Spark SQL 支持很多种结构化数据源，可以让你跳过复杂的读取过程，轻松从各种数据源中读取到Row 对象。这些数据源包括Hive 表、JSON 和Parquet 文件。此外，当你使用SQL 查询这些数据源中的数据并且只用到了一部分字段时，Spark SQL 可以智能地只扫描这些用到的字段，而不是像SparkContext.hadoopFile 中那样简单粗暴地扫描全部数据。

Apache Hive

当从Hive 中读取数据时，Spark SQL 支持任何Hive 支持的存储格式（SerDe），包括文本文件、RCFiles、ORC、Parquet、Avro，以及Protocol Buffer。

JSON

[root@host ~]# hdfs dfs -cat /root/name.json
{"name": "Holden"}
{"name": "Sparky The Bear", "lovesPandas":true,"knows": {"friends":["holden","bajie"]}}

scala> val hivectx=new HiveContext(sc)
warning: there was one deprecation warning; re-run with -deprecation for details
hivectx: org.apache.spark.sql.hive.HiveContext = org.apache.spark.sql.hive.HiveContext@333411ee

scala> val namejsdf=hivectx.jsonFile("hdfs://localhost:9000/root/name.json")
warning: there was one deprecation warning; re-run with -deprecation for details
namejsdf: org.apache.spark.sql.DataFrame = [knows: struct<friends: array<string>>, lovesPandas: boolean ... 1 more field]

scala> namejsdf.show
+--------------------+-----------+---------------+
|               knows|lovesPandas|           name|
+--------------------+-----------+---------------+
|                null|       null|         Holden|
|[WrappedArray(hol...|       true|Sparky The Bear|
+--------------------+-----------+---------------+

scala> namejsdf.printSchema
root
|-- knows: struct (nullable = true)

源数据 »
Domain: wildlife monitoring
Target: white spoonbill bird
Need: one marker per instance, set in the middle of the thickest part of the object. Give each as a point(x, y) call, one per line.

任务说明 1 »
根据节选回答：
(a) Spark SQL 支持的结构化数据源包括哪些？
(b) 从 Hive 读取数据时，Spark SQL 支持哪些存储格式？
(c) 执行 namejsdf.show 后，name 为 Holden 的那一行中 lovesPandas 列显示的是什么？
任务说明 2 » 请原样抄录节选中从“[root@host ~]# hdfs”到“val hivectx=new HiveContext(sc)”的部分。
这些材料取自别处，与节选并非同一来源。

结果 1 »
(a) Hive 表、JSON 和 Parquet 文件。
(b) 文本文件、RCFiles、ORC、Parquet、Avro，以及 Protocol Buffer。
(c) null。

结果 2 »
[root@host ~]# hdfs dfs -cat /root/name.json
{"name": "Holden"}
{"name": "Sparky The Bear", "lovesPandas":true,"knows": {"friends":["holden","bajie"]}}

scala> val hivectx=new HiveContext(sc)